* Short exercise *
Reproduce exactly the lines from the one containing "sign in this photo." through the last line of the data, both ends included.
--- Record list ---
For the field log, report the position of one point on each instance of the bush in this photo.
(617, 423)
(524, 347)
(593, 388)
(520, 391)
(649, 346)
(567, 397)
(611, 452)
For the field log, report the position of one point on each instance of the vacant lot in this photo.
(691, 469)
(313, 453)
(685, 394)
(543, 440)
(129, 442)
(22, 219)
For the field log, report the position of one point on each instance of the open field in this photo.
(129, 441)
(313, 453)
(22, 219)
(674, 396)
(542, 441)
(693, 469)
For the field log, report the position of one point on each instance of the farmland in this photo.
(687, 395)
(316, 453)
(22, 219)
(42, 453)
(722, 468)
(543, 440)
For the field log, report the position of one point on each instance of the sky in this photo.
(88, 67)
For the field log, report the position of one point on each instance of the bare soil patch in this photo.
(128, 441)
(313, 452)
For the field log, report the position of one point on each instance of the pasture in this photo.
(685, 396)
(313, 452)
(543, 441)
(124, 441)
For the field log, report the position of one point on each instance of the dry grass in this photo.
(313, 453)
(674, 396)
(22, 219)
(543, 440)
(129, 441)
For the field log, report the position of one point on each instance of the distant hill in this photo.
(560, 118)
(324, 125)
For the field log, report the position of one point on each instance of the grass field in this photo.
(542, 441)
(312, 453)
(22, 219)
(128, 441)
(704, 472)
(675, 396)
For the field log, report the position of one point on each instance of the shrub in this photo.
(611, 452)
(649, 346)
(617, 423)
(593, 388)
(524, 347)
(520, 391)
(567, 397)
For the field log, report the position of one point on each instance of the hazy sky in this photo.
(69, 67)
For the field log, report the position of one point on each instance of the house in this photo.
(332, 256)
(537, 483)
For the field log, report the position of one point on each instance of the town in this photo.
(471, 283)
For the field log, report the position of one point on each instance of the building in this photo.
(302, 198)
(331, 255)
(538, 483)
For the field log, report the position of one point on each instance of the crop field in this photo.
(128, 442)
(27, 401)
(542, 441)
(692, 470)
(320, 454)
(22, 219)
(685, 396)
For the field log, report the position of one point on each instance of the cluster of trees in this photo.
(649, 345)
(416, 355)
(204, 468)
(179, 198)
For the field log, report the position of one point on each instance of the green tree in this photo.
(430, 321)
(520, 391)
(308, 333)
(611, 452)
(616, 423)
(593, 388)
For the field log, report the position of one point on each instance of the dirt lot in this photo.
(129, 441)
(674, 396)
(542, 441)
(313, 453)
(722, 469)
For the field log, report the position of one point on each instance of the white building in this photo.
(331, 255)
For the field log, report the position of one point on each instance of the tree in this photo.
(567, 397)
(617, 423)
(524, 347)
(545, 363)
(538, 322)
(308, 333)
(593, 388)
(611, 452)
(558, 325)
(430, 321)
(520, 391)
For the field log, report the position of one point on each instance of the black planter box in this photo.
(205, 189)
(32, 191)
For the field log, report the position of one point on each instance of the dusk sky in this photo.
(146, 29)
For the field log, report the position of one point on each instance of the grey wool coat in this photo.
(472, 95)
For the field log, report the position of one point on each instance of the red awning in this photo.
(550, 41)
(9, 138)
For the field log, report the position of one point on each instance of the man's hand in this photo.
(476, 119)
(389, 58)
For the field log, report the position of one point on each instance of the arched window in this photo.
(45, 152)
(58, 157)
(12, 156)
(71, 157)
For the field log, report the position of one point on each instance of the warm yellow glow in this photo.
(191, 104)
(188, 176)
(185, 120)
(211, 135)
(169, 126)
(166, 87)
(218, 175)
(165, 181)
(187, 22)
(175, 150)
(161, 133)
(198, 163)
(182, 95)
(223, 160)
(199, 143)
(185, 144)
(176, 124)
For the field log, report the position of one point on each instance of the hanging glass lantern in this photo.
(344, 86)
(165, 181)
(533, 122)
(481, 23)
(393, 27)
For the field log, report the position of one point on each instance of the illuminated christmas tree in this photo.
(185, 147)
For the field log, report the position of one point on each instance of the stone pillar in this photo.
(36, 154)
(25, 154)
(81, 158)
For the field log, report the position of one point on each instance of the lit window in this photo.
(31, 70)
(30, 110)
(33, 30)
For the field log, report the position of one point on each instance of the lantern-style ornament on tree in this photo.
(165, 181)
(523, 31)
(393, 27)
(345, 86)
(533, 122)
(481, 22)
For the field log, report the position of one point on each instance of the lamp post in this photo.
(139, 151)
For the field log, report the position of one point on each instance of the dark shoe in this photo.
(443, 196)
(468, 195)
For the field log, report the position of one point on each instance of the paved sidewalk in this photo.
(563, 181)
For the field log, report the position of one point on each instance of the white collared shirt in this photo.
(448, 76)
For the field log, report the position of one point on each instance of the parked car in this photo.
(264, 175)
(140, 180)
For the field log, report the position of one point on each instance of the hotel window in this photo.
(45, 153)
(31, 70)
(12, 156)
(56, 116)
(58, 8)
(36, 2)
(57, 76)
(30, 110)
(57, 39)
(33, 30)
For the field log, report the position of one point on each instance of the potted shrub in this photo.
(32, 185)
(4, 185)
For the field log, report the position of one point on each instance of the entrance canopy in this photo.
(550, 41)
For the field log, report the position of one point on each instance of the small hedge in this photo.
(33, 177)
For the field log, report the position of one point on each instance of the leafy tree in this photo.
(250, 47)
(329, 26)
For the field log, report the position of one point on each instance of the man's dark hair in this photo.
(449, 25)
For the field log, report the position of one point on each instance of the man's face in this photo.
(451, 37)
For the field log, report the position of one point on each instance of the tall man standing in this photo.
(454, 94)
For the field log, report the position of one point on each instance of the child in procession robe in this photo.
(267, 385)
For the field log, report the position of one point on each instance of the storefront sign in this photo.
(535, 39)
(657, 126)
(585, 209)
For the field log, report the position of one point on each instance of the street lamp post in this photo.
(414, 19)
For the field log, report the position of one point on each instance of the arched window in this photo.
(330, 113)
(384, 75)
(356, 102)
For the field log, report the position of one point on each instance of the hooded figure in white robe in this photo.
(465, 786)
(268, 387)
---
* Complete answer *
For the field log, report the position of one point on each instance of the storefront sign in this photo.
(535, 39)
(657, 126)
(585, 209)
For the field log, report the position of one point on each instance of the street lamp post in this photo.
(414, 19)
For the field log, report the position of one point on each instance of the arched window in this photo.
(330, 113)
(384, 75)
(356, 102)
For the field log, report the position of one point on each instance of the hooded figure in white robe in this photo.
(465, 786)
(268, 387)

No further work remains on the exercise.